## DOCUMENT EXTRACT
I am a linguist based in Manchester (UK) involved primarily in sociolinguistic variation (especially at the level of sound), dialects, and second language acquisition. In 2010 I was awarded a PhD in Linguistics from the School of Languages, Linguistics and Cultures at The University of Manchester. My thesis is a sociophonetic study into variation in L2 phonological acquisition entitled ‘Sociolinguistic variation in a second language: the influence of local accent on the pronunciation of non-native English speakers living in Manchester’. More details here. I am currently a lecturer in the Department of Languages at Manchester Metropolitan University, where I am jointly responsible for the new MA in Applied Linguistics, and recently a temporary lecturer in Sociolinguistics at The University of Manchester.

## GIVEN TASK
Extend the linguist's profile, beginning after its final sentence. The lines that come after this profile are not required.

## DATA BLOCK
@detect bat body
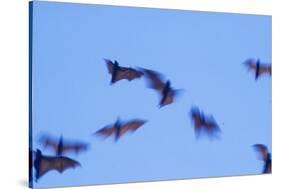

## ANSWER
I have recently been awarded a ‘Research Accelerator Grant’ from MMU for a project entitled ‘Understanding Multicultural Manchester English: breaking down barriers for young people in Manchester.’ The title is of course a reference to the extensive work carried out by Jenny Cheshire, Paul Kerswill, Sue Fox, Arfaan Khan and Eivind Torgersen on Multicultural London English. The project will look at the emerging variety of English used by adolescents in Manchester and investigate the implications of its role in the construction of identity(ies) amongst young people in the city.
I undertake (and supervise) research in sociolinguistics, with a special focus on the following areas:
- Language variation and change (particularly phonetic and phonological variation)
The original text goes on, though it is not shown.